- Task objective -
Go through the material under this sentence. Return every line holding "face".

== Segment start ==

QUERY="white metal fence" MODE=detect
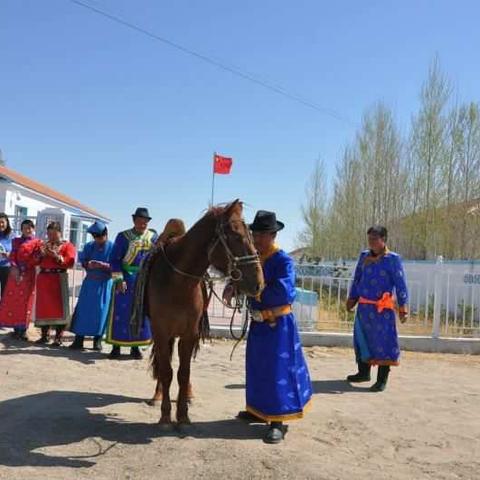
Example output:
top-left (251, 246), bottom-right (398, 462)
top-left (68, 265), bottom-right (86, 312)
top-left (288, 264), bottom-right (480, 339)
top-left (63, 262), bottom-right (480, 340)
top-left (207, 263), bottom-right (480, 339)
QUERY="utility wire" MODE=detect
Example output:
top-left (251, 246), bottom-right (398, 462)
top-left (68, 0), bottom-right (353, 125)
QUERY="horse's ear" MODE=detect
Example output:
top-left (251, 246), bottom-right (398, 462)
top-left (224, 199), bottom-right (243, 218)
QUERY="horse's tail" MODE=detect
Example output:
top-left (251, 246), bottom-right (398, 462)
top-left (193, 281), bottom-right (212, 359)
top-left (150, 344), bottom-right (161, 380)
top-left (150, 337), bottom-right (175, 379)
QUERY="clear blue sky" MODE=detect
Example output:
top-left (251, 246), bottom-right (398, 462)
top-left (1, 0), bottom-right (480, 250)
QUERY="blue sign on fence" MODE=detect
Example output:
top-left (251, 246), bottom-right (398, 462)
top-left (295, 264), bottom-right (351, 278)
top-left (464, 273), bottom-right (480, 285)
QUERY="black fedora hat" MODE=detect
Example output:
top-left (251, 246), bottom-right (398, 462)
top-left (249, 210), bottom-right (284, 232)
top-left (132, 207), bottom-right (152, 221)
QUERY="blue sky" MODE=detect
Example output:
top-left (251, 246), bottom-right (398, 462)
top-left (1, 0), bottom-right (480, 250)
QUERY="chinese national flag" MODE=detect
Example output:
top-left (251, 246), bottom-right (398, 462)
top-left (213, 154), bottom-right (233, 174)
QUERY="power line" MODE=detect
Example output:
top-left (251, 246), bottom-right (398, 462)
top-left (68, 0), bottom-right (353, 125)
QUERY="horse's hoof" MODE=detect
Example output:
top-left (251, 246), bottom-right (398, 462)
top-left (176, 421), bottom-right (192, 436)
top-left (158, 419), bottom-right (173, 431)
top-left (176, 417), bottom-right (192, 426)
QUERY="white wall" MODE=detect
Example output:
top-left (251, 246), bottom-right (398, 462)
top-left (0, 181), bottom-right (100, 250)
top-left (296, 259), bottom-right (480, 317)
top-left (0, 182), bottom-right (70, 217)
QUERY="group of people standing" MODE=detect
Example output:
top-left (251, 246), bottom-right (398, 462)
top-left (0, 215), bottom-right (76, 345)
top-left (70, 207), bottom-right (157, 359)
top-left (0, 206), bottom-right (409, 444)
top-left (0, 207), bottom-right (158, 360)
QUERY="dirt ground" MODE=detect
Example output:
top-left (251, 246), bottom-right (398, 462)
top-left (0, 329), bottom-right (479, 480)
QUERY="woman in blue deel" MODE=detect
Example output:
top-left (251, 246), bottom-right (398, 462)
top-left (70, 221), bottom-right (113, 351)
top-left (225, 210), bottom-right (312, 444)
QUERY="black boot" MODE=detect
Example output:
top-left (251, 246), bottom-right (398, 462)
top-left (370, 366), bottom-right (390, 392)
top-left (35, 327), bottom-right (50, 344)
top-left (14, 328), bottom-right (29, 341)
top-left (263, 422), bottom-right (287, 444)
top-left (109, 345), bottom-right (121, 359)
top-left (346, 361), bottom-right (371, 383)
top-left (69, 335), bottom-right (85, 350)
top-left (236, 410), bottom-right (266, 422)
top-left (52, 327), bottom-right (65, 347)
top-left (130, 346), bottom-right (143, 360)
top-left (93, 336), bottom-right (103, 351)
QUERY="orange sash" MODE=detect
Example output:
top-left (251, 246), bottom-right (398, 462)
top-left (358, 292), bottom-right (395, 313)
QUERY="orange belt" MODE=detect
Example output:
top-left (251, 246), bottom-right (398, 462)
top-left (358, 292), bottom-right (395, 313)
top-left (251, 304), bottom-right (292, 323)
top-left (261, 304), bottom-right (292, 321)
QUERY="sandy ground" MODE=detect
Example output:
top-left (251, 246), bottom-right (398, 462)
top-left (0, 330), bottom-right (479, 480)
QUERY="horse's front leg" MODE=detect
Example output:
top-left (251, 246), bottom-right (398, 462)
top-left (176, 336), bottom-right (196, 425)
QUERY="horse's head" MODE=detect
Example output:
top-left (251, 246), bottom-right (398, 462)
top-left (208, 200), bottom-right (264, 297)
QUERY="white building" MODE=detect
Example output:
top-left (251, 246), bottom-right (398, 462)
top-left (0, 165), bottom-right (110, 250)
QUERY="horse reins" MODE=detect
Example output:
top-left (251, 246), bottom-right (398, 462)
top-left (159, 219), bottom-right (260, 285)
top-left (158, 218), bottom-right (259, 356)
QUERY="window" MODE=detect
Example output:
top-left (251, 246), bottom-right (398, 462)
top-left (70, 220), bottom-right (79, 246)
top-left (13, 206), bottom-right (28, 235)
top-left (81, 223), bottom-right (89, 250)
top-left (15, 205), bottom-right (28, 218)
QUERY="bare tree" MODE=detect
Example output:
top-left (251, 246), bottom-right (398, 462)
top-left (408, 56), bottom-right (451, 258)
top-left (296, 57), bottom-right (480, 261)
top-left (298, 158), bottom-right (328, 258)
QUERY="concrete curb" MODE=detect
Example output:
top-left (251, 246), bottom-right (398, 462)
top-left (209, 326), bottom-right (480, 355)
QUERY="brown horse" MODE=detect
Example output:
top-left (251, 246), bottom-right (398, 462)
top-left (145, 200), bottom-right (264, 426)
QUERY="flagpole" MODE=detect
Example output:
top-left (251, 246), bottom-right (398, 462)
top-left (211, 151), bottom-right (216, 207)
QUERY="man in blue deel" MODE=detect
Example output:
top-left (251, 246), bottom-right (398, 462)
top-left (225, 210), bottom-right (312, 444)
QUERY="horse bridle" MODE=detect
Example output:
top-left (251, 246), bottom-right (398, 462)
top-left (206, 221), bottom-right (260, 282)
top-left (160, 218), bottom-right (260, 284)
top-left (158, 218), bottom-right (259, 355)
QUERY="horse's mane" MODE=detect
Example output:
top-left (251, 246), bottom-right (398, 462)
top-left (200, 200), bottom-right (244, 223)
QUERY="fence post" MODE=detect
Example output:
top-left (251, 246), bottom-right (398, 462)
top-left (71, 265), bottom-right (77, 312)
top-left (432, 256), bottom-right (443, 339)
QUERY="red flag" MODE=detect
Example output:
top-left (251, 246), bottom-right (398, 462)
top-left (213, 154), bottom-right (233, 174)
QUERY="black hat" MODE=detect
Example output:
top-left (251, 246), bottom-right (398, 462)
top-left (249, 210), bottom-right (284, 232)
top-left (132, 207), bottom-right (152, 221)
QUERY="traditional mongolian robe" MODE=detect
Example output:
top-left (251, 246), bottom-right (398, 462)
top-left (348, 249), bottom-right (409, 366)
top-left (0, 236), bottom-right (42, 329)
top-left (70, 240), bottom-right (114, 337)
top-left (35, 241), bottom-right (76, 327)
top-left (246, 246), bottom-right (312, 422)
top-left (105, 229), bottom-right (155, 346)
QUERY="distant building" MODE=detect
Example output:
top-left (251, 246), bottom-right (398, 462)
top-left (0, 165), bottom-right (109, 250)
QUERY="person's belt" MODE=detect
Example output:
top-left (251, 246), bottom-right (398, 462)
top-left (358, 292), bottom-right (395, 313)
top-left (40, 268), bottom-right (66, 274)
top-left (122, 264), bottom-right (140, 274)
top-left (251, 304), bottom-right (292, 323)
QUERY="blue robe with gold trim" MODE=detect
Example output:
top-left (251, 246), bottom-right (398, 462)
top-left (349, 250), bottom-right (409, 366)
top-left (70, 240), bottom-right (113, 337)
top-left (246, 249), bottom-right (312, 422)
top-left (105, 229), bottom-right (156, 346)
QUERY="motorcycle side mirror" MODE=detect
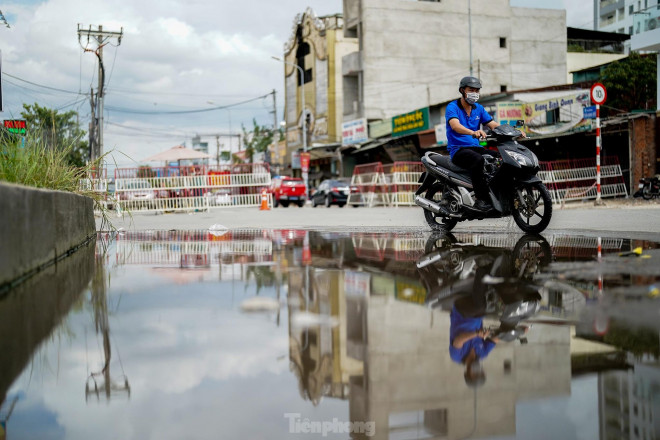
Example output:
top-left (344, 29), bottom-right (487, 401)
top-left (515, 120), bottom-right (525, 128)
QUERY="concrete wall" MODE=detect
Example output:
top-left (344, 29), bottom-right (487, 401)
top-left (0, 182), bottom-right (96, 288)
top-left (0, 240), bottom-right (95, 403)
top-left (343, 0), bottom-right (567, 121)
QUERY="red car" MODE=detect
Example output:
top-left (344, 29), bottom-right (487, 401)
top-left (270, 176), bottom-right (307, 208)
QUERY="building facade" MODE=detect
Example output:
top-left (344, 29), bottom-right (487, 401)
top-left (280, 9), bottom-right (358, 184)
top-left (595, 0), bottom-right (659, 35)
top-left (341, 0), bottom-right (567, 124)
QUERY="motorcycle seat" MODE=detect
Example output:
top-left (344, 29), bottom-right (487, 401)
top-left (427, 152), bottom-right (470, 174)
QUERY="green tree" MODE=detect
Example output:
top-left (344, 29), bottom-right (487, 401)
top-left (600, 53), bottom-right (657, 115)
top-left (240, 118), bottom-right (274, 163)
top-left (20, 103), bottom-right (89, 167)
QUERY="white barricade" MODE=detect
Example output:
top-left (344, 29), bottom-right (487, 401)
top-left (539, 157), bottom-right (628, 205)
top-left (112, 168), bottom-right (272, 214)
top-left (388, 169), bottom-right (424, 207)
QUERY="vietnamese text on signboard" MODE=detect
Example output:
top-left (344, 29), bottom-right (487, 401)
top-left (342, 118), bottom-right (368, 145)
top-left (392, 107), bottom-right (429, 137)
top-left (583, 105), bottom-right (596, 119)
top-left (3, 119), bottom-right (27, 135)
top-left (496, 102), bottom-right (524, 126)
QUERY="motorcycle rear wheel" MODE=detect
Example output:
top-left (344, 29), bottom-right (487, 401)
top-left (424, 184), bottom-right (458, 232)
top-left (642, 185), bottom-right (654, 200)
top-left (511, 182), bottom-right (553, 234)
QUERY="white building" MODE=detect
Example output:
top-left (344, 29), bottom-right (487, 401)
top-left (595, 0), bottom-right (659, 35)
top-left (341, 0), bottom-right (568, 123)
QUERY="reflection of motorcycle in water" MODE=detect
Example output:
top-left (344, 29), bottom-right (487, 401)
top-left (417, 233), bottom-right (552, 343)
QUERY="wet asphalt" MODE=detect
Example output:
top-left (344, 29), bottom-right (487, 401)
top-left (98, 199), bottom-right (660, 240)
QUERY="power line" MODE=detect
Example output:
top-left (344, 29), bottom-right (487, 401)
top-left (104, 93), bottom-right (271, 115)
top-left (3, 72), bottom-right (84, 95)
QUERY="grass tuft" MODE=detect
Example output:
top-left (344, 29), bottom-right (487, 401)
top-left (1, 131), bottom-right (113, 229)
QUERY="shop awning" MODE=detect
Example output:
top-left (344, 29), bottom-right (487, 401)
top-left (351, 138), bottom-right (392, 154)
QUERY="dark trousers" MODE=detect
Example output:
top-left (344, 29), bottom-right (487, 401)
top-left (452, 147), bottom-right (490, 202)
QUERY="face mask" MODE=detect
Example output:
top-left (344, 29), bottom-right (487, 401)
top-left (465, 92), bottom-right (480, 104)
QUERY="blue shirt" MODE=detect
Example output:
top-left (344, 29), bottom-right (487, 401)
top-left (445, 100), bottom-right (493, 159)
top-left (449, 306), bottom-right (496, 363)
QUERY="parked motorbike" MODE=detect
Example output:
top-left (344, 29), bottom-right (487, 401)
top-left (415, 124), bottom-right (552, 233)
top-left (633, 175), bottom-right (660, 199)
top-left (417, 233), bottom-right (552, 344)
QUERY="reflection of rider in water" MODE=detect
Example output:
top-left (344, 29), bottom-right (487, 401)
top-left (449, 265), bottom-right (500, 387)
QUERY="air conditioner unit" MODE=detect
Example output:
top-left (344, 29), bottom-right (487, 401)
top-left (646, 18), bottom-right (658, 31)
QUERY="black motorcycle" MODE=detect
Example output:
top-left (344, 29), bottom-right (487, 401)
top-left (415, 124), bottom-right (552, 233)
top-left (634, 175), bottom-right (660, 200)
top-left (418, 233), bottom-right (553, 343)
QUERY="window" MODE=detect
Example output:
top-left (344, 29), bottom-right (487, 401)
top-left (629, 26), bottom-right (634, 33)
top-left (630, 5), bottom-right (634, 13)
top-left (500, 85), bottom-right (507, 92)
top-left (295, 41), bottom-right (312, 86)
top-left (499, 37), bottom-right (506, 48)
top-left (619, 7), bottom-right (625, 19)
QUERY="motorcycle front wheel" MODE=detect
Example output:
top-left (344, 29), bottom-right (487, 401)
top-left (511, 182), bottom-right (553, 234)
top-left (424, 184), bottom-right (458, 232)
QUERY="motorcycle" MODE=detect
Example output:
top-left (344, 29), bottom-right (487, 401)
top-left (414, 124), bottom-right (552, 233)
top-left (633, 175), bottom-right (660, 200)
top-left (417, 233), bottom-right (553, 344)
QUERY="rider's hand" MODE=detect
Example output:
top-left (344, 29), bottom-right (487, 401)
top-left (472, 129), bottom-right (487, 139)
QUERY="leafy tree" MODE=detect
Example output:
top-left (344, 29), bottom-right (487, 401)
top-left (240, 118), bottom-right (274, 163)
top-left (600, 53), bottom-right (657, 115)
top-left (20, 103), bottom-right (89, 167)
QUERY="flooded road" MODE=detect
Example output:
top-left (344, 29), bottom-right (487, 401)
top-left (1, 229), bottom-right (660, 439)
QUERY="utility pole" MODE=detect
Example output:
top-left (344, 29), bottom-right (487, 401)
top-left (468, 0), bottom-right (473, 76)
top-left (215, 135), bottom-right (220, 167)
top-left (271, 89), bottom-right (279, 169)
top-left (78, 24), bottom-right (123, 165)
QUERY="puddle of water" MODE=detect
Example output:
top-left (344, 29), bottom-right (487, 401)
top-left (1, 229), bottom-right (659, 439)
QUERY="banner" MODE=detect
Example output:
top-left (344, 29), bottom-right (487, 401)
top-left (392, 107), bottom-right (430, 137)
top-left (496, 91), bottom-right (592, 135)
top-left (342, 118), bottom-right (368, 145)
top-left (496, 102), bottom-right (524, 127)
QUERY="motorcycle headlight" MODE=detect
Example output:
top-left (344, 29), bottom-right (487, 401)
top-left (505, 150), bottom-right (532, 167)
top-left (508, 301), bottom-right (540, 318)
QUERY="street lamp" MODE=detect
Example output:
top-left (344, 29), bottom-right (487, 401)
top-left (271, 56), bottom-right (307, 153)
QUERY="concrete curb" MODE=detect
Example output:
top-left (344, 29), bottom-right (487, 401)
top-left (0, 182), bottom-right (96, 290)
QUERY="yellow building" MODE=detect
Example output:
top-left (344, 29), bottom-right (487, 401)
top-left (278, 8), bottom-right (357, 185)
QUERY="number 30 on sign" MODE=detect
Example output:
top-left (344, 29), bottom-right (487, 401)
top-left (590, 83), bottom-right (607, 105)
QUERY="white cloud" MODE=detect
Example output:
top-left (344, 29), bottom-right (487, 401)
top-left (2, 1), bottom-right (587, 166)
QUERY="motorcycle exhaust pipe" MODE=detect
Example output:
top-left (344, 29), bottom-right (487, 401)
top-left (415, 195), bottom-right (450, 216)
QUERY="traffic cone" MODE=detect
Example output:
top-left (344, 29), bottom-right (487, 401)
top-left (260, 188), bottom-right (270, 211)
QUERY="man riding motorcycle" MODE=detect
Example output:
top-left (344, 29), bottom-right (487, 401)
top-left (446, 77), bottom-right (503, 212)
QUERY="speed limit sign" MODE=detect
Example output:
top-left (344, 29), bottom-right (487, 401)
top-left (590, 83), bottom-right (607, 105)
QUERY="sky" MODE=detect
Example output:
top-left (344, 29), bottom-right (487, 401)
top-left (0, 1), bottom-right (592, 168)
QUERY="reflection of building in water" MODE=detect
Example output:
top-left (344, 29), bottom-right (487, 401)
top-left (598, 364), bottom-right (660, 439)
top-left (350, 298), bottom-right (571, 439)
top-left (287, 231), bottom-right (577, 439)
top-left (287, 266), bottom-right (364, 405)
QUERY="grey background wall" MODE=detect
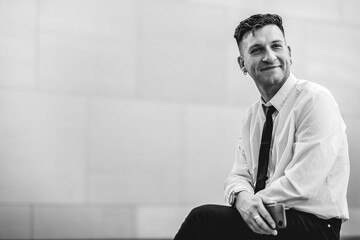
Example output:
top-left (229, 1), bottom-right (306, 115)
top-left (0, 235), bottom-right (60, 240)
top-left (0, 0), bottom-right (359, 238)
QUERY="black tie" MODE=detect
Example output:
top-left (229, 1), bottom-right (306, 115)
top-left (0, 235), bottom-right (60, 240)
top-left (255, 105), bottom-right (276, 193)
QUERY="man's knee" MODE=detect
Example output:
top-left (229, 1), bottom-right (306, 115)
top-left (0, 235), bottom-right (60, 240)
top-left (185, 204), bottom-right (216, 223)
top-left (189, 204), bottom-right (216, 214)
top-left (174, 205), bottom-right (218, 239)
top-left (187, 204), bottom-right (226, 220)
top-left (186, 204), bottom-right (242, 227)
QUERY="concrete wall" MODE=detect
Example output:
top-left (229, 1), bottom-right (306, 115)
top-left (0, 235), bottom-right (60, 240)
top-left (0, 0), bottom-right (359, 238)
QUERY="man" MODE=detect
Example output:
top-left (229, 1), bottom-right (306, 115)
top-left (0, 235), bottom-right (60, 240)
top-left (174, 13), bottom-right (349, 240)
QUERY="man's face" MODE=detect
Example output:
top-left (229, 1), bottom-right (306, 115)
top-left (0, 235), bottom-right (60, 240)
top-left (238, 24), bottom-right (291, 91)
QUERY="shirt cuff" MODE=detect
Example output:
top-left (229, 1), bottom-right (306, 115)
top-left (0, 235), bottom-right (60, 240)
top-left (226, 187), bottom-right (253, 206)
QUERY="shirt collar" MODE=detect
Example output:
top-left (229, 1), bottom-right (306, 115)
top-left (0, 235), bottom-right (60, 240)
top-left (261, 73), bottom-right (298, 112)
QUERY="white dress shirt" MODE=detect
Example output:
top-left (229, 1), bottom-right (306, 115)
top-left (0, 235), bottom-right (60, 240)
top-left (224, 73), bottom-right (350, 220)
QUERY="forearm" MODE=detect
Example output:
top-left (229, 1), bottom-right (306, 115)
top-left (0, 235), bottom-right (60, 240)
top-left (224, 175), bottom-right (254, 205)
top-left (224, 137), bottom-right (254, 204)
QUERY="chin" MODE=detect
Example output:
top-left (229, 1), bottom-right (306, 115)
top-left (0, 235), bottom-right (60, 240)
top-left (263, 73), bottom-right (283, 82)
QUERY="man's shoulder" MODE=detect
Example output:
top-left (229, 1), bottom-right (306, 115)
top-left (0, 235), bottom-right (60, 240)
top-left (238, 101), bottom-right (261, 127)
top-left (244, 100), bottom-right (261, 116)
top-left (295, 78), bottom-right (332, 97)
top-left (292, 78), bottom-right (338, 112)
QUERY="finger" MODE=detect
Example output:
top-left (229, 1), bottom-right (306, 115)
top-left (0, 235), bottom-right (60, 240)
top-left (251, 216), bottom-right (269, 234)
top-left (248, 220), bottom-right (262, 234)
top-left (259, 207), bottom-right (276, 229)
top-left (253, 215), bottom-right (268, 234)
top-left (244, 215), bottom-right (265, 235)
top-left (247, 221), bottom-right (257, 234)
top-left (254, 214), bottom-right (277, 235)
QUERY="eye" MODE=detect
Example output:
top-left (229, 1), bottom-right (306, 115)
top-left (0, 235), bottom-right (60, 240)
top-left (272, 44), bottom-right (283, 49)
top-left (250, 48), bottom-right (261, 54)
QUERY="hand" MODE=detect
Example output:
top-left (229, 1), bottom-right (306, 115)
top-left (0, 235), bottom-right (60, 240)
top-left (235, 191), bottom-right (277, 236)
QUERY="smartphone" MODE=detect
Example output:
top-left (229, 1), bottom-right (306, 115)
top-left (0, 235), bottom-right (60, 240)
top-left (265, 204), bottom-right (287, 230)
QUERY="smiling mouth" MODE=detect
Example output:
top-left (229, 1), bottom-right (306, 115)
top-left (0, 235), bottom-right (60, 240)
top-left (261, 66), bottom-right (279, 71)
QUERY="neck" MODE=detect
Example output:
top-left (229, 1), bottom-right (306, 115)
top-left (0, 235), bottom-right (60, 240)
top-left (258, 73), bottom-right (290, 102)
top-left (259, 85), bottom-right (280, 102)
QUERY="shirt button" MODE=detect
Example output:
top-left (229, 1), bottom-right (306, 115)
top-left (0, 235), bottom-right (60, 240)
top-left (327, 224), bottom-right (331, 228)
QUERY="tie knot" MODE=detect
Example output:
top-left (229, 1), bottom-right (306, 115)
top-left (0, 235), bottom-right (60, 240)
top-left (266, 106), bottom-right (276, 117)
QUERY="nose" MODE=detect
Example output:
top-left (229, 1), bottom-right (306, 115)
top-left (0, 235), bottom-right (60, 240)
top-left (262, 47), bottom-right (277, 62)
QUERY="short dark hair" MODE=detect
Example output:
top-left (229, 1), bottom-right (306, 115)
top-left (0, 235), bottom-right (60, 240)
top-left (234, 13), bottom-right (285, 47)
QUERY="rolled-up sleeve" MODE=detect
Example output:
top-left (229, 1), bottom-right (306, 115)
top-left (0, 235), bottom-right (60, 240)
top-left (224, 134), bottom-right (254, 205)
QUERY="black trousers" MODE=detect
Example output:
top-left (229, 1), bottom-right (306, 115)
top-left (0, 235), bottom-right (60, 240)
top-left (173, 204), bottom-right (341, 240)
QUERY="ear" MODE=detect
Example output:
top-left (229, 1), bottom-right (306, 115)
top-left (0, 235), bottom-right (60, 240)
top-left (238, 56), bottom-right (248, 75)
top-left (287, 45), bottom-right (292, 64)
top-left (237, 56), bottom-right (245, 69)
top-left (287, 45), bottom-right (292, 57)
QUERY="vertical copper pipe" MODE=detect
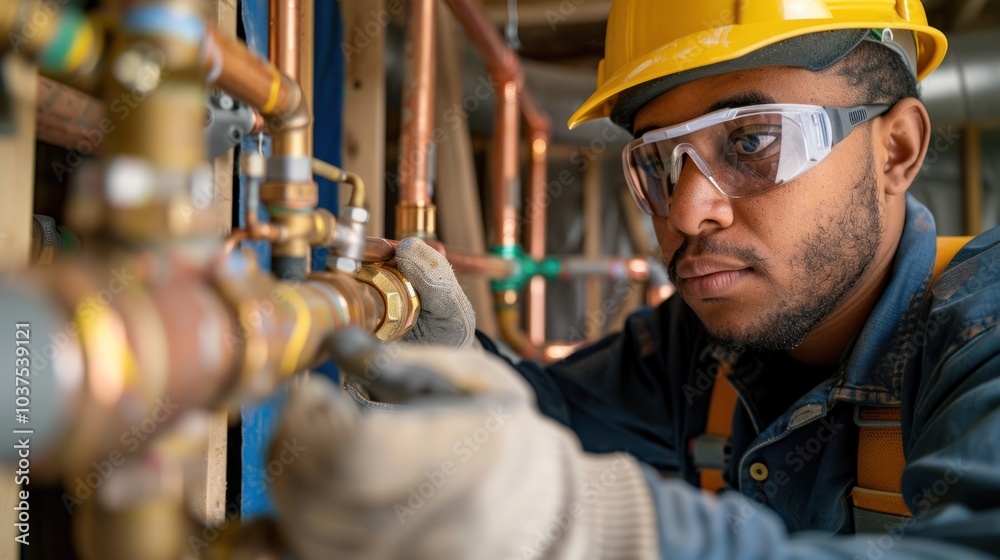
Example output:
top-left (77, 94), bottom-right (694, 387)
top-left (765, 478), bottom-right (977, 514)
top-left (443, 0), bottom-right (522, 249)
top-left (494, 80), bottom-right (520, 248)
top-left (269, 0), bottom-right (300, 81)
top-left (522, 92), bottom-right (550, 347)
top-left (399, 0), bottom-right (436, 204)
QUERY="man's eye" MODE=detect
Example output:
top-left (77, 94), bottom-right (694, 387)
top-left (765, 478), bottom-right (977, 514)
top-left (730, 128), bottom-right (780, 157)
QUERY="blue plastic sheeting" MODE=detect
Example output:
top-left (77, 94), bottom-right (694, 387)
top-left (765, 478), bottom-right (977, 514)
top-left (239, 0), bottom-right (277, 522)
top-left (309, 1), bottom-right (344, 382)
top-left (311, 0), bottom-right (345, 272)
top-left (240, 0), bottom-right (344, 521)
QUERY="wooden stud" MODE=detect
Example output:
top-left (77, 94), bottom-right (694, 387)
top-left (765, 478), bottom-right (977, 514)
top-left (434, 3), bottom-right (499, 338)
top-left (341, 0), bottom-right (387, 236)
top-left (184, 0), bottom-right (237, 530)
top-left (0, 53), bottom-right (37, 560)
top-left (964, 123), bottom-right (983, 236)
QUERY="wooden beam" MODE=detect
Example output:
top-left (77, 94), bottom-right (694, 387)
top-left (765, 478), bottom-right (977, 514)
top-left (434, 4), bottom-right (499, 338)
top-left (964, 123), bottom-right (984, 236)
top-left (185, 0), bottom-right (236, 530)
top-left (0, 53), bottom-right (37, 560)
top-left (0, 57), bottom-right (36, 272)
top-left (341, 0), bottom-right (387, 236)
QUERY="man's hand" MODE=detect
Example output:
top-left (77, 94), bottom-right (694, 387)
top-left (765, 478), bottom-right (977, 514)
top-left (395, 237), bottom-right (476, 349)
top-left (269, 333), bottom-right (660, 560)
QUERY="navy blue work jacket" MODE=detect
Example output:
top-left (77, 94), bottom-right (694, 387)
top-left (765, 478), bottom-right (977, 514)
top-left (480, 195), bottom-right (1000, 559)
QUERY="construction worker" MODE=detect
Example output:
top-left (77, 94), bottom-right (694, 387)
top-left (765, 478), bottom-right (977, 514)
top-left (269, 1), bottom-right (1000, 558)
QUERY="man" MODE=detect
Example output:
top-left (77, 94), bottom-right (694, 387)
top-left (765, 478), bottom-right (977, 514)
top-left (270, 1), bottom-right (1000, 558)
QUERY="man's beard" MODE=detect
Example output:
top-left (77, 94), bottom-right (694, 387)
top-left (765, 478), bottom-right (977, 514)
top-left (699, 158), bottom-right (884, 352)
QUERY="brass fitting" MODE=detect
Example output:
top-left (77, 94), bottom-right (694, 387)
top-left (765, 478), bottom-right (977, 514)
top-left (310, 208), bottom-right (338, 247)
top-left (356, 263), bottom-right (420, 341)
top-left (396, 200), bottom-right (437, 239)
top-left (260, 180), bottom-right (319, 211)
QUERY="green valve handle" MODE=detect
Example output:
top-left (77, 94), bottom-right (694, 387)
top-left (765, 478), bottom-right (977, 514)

== Segment end ==

- Answer area -
QUERY="face mask" MODE=detect
QUERY="man's face" MODE=detect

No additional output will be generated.